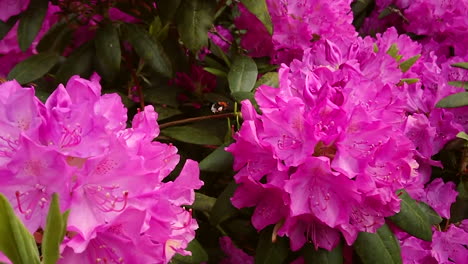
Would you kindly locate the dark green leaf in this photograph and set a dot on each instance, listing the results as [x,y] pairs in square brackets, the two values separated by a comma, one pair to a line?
[322,256]
[79,62]
[218,161]
[203,202]
[243,74]
[15,240]
[462,135]
[381,247]
[31,22]
[5,27]
[269,78]
[198,254]
[260,10]
[167,9]
[461,84]
[463,65]
[54,232]
[194,19]
[269,252]
[149,49]
[216,72]
[33,67]
[406,65]
[454,100]
[193,134]
[432,216]
[56,39]
[411,218]
[108,52]
[223,209]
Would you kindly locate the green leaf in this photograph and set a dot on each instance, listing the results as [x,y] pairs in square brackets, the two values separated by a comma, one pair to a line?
[406,65]
[5,27]
[199,254]
[31,22]
[15,240]
[33,67]
[392,51]
[218,161]
[149,49]
[193,134]
[322,256]
[454,100]
[431,214]
[408,81]
[243,74]
[56,39]
[80,62]
[194,19]
[461,84]
[463,65]
[203,202]
[462,135]
[108,52]
[223,209]
[260,10]
[411,218]
[54,232]
[269,78]
[167,9]
[269,252]
[215,72]
[381,247]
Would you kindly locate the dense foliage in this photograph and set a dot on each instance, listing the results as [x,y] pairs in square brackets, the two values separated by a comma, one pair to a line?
[313,131]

◆ **Exercise description**: Emit verbatim the lines running from the one with "Would you kindly locate the green" through the last line of the data, both endpoints inclusive.

◆ **Reply**:
Would you kindly locate the green leaf in this photograph and set a dot on each instance, listing the results as [x,y] pairs in square brackets, the two values separated by a comma, one pair to a line?
[406,65]
[5,27]
[199,254]
[31,22]
[15,240]
[33,67]
[392,51]
[218,161]
[149,49]
[193,134]
[322,256]
[454,100]
[431,214]
[408,81]
[243,74]
[56,39]
[80,62]
[194,19]
[461,84]
[463,65]
[203,202]
[462,135]
[108,52]
[223,209]
[260,10]
[411,218]
[54,232]
[269,78]
[167,9]
[269,252]
[215,72]
[381,247]
Would you kindly locate the dense foliage in this photograph and set a dot on each instance, listing the results as [x,y] pairs in square brackets, the two values separated by a comma, one pair to a line?
[313,131]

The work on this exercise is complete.